EXTRACTED TEXT:
____________________

First, “Won’t He do it!” is a statement, not a question. It’s a statement of faith in God, and it’s been popular, apparently, for several decades as a call and response in black churches. Jones’s initial concern arose when three editors flagged the phrase as one they (like me, a white Northeasterner) were unfamiliar with. The outpouring of response to her query demonstrated that “Won’t He do it!” is popular among African-Americans not only from the South but also from parts of the Midwest and Northeast, especially those with parents or grandparents from the South and especially those whose upbringing has been, as one person put it, “churchy.” There was some debate as to whether to include also the response phrase, “Won’t He will!” — which of course, syntactically speaking, doesn’t add up, but since when have popular slogans hewed to prescriptive rules?

Jones’s concern, once editors brought the phrase to her attention, was that people (like me) might read it and think, “Won’t who do what?” and that question would set them off on a tangent leading away from the story. True, some might argue, as one respondent did, that the phrase isn’t “interesting or colorful enough to risk waking a reader from a fictive dream.” But there is that capital H in “He,” which believers and nonbelievers alike seem to recognize as Christians’ preferred style for the pronoun referring to the Christian deity. And most who got involved in the question felt that terms of art are used everywhere. As one person pointed out, David Foster Wallace’s Infinite Jest is full of tennis references that the uninitiated surely don’t get. We read at least in part to expand our world, and if we can’t capture the meaning via context, there’s always the chance to look it up. The cost of removing the phrase is that a particular character’s idiom or world view may fail to come across with the clarity and verve the author wants.

____________________

ENTRIES SHOWN:
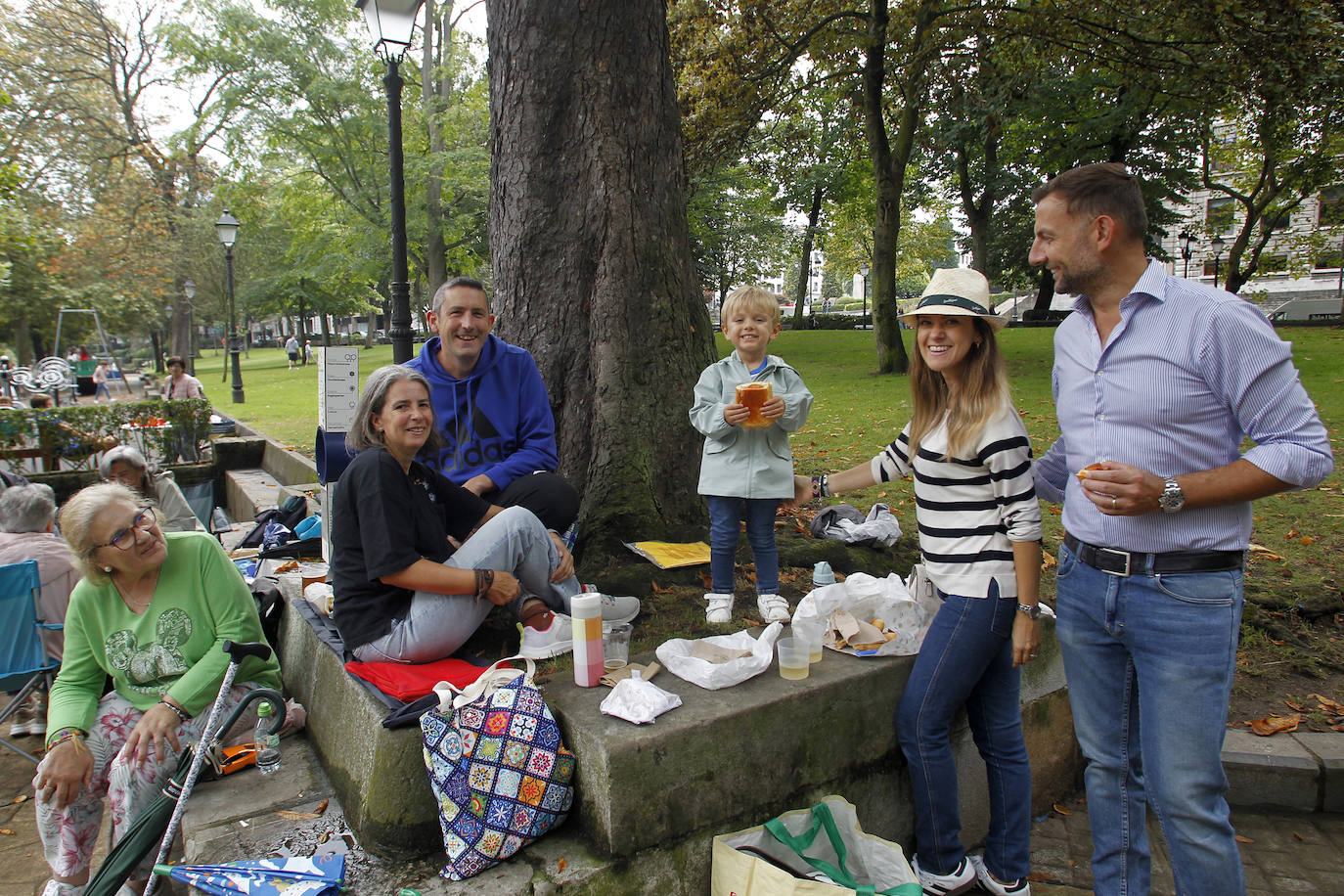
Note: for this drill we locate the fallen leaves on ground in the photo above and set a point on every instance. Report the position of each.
(1275, 724)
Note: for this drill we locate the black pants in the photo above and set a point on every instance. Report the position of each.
(545, 493)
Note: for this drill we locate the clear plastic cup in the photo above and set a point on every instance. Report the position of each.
(812, 634)
(793, 658)
(615, 644)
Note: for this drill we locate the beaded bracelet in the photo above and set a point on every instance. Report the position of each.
(182, 713)
(819, 486)
(62, 737)
(484, 582)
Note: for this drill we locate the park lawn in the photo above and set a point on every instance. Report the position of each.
(1292, 640)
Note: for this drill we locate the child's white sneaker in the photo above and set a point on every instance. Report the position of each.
(718, 607)
(992, 884)
(773, 607)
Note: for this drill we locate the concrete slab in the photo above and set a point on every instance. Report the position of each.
(1328, 751)
(1271, 771)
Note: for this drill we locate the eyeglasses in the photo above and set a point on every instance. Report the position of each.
(124, 539)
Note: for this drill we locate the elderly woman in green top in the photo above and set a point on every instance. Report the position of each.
(152, 612)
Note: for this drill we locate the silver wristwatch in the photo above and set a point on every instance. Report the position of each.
(1172, 497)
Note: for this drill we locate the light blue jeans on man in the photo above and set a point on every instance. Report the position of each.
(1149, 661)
(435, 625)
(966, 661)
(726, 525)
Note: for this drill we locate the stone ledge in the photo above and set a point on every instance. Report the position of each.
(1271, 771)
(723, 760)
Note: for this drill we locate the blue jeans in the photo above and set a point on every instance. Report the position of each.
(725, 525)
(1149, 661)
(435, 625)
(966, 661)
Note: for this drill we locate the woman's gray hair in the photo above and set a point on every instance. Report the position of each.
(27, 508)
(126, 454)
(371, 399)
(78, 515)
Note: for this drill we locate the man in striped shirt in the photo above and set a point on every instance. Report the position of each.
(1157, 381)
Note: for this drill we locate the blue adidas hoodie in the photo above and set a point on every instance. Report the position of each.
(496, 421)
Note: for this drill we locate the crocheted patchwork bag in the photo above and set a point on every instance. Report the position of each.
(499, 771)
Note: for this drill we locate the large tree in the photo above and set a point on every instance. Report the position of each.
(593, 265)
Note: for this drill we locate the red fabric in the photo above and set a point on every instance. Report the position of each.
(412, 681)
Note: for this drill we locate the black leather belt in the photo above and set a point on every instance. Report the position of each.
(1133, 563)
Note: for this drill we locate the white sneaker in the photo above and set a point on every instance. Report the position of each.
(996, 887)
(543, 644)
(718, 607)
(962, 880)
(773, 607)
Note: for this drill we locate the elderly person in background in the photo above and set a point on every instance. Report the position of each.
(25, 533)
(128, 467)
(152, 612)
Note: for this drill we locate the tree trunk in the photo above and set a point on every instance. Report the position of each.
(805, 259)
(592, 256)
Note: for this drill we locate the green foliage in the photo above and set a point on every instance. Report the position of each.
(79, 430)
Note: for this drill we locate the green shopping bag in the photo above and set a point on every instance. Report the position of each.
(789, 856)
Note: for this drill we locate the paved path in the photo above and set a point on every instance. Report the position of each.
(1289, 852)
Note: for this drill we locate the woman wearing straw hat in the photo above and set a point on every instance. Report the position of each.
(980, 536)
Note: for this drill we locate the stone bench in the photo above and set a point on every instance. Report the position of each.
(723, 760)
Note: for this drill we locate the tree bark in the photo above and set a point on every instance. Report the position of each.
(592, 256)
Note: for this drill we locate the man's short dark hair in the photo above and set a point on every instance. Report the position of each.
(1102, 188)
(470, 283)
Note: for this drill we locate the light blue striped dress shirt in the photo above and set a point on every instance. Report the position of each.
(1187, 374)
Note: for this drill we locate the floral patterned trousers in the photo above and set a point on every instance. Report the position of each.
(68, 834)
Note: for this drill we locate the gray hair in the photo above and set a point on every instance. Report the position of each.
(371, 399)
(466, 283)
(27, 508)
(78, 515)
(126, 454)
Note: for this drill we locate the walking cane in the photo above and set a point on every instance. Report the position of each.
(237, 653)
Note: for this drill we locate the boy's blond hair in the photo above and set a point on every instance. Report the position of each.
(750, 298)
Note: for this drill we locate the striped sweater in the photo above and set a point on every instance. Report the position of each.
(969, 510)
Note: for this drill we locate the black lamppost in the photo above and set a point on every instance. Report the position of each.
(189, 289)
(391, 24)
(227, 230)
(1187, 248)
(863, 272)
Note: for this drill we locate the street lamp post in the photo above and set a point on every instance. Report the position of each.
(863, 273)
(391, 24)
(227, 230)
(1187, 248)
(189, 289)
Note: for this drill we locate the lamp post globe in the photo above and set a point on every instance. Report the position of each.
(227, 231)
(391, 24)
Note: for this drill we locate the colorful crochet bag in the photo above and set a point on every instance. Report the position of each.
(498, 767)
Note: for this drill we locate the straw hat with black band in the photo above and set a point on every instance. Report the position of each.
(956, 291)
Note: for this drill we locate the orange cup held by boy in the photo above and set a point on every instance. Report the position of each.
(753, 395)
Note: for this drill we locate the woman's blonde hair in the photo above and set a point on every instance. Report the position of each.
(981, 398)
(78, 515)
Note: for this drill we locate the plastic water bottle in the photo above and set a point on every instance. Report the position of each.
(268, 744)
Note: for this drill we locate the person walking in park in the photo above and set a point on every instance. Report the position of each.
(978, 518)
(746, 468)
(491, 410)
(1157, 381)
(100, 381)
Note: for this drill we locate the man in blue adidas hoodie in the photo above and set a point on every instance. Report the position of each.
(491, 409)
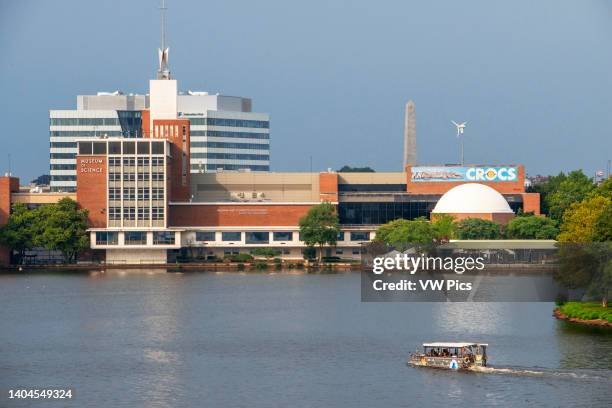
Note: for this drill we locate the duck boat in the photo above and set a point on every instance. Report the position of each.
(450, 356)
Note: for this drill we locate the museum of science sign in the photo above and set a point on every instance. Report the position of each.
(435, 174)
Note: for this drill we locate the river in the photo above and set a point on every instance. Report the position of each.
(157, 339)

____________________

ACTIONS TO TAKE:
a: Which regions of the country does the passage about the phrase “Won’t He do it!” name as places where African-Americans use the phrase? List them all.
b: Continue the passage about the phrase “Won’t He do it!” from where it stops.

YOUR WRITTEN ANSWERS:
a:
- The South
- The Midwest
- The Northeast

b:
At the same time, it’s good to cross-check phrases that are familiar to us in a particular context, not so much to determine if they’ll be understood at all, but to be aware of how understandings may vary. In Tayari Jones’s case, one in-the-know writer’s view that the phrase connoted characters who were “religious, first generation college-graduate-at-most, black, not very affluent, low on analytical reasoning skills” drew plenty of controversy, suggesting that an expression used by poorly educated people in one district may be popular with well-educated people in another. The reverse side of that problem is the way phrases that may have been in the culture a long while can go viral when one movie moment or one pop star makes a signature of them. This happened with “Make my day,” after Clint Eastwood snarled it in Sudden Impact. And it’s apparently happened with “Won’t He do it!” because of the African-American pop star Tamar Braxton’s frequent use of the phrase. If the expression acquires enough fame or infamy, it can be a long time before a fictional character can use it in innocence again.

Writers weigh these questions whenever they create characters living in the contemporary world, with its cultures and subcultures. We are forever trying to distinguish between the culturally specific and the obscure, looking to create verisimilitude, possibly to assert an idiom as one worth knowing, but not to thumb our noses at our readers’ ignorance.

Meanwhile, “Won’t He do it!” should stay in Tayari Jones’s story, if you ask me, and I’ll be listening up for it from now on.